▶ **Selected extract**
start

But from a language standpoint, I mean, cash quickness to sell on the motivated seller side, that quick cash that quick closing, really speaks to them. It really gets you in with them because if they realize that like, Hey, I’m going through this situation where I can’t list my house because I’m a hoarder and no realtor will list this. I need to just take whatever offer I can get in. And that cash offer is very enticing to me if it’s right. So we mainly about 70% of the client base is distress sellers. and, and by distress, I mean, hoarders people going through divorce death in the family, they are drastic situations that you’re walking into and getting properties from. But at the end of the day, you’re helping them get out of that situation. And it makes a lot of sense from an investment standpoint. But we do have guys that Hey, I want to target 300 to $700,000 homes, in Florida. And then we position ads to that. Those ads are speaking and they’re going to landing pages that are higher quality and more professional-looking, not as organic and as well as, as a distressed seller ad would look. So it’s really pertaining to that particular seller itself how we position the ads.

(10:20)
Jonathan Denwood: I’ve got a question about the landing page. Well, I’m going to leave it for later on and let Robert come in.

Robert Newman: Oh no, my question is a little off-topic, please, please continue. I have a, like a broader, like back it up kind of question. I’d prefer for you to continue with your detailed question. It’ll make more sense for the show,

Jonathan Denwood: Right? Yeah. I think we’ve got time for my question and then we probably go for a break and then Robert, can I ask his. So, based on my own experience, Chad, I’ve found the landing page to be really important almost I don’t know if yours is going to be different, but almost more important than the Facebook advert. I agree with everything you’ve said about the advert, but I found the landing page. You can get a lot of good responses from the advert but if the landing page isn’t spot on they don’t, sign up for the lead magnet or whatever you’re offering. So is that something you’ve found yourself that the landing page is also very crucial?

Chad Keller: Yeah. So AI, so the bots on Facebook, they’re going to scan your, Ads they scan your landing page to see what that experience is like. And the reason they do that is that there were so many black hats, just illegal marketers in the past that used to push one type of ad in there. They would say something like, I don’t know, get this product for free. And then you come to the website and it actually wouldn’t be free or they would be promoting like this was huge in like the CBD and marijuana niche, where they go from promoting one product and you’d come to a landing page and they’d actually be pushing CBD or marijuana, which is illegal to push on the platforms.

So they have bots now that commonly scan your landing pages to see if they align with your Ads. So the way that your ad speaks has to speak to your landing pages and they have to align with one another completely different experiences there, then your ad cost is going to be much higher your reach is going to be limited. you’re, you’re just not going to get the full dollar amount out of your ad spend, as you could be if you line your landing page up accordingly to that ad creative. So again, it’s the type of buyer that you’re going after, the type of seller that you’re going after. You want that landing page to speak to them and talk to things like, Hey, are you a hoarder? Are you behind on your mortgage? Are you going through a distress situation? You can go more in-depth on that text, on that landing page. A great solution to, I don’t know if you guys probably have heard about is carrot something that carrot does, which is interesting, is that if you put in,

Jonathan Denwood: I’m sorry to interrupt, do you mind for our listeners and viewers? Explain what carrot is?

end

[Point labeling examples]

start

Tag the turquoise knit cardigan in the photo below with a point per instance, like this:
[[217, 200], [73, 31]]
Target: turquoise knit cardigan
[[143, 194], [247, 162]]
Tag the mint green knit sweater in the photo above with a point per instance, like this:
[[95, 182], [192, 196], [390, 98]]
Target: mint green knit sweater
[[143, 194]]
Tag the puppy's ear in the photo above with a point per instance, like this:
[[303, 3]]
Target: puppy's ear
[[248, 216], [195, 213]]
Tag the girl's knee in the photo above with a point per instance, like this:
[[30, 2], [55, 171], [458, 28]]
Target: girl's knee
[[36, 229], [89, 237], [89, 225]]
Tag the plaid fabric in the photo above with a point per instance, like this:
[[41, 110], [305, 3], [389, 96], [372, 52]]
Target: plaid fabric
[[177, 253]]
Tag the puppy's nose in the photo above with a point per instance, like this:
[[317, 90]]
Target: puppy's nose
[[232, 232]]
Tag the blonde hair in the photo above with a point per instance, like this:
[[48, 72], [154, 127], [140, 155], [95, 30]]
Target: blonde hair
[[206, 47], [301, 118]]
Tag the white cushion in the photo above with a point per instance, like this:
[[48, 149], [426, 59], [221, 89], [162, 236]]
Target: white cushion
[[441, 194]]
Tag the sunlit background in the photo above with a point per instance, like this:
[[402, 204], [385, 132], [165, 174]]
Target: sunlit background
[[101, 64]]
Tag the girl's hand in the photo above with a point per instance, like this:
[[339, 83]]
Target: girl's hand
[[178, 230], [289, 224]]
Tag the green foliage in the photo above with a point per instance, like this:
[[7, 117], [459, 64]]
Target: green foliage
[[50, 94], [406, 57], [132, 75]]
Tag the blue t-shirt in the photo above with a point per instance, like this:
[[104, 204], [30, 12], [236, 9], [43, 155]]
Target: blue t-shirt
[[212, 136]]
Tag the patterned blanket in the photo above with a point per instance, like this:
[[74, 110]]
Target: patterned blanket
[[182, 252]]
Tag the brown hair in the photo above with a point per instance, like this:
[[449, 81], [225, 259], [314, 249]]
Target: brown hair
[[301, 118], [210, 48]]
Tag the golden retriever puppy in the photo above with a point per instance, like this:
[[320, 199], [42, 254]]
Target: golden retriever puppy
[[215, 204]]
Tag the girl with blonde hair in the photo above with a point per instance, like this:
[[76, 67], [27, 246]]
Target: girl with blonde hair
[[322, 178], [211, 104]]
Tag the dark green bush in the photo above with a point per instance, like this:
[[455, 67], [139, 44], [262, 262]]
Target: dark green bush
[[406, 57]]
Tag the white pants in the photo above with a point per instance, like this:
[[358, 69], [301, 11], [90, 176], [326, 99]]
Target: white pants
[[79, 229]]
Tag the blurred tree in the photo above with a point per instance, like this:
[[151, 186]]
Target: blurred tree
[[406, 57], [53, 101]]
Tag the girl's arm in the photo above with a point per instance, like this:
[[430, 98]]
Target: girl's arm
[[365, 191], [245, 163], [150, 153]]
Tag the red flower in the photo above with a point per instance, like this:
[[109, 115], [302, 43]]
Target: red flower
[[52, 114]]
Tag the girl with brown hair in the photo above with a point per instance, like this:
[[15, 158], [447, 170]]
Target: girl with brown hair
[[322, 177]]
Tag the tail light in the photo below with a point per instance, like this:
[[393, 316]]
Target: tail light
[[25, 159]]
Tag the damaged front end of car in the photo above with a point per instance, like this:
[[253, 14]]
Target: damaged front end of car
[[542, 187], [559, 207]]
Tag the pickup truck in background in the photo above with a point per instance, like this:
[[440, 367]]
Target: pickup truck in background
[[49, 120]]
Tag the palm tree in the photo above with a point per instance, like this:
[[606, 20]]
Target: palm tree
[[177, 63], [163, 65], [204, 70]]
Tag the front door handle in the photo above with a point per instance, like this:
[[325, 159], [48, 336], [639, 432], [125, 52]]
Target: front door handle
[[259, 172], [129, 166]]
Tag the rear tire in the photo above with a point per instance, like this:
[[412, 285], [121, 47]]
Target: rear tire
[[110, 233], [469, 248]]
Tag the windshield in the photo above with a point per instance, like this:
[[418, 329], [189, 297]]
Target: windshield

end

▶ **Written request**
Write down the passage of the transcript on ads and landing pages from "Robert Newman: Oh" up to and including "also very crucial?".

▶ **Solution for this task**
Robert Newman: Oh no, my question is a little off-topic, please, please continue. I have a, like a broader, like back it up kind of question. I’d prefer for you to continue with your detailed question. It’ll make more sense for the show,

Jonathan Denwood: Right? Yeah. I think we’ve got time for my question and then we probably go for a break and then Robert, can I ask his. So, based on my own experience, Chad, I’ve found the landing page to be really important almost I don’t know if yours is going to be different, but almost more important than the Facebook advert. I agree with everything you’ve said about the advert, but I found the landing page. You can get a lot of good responses from the advert but if the landing page isn’t spot on they don’t, sign up for the lead magnet or whatever you’re offering. So is that something you’ve found yourself that the landing page is also very crucial?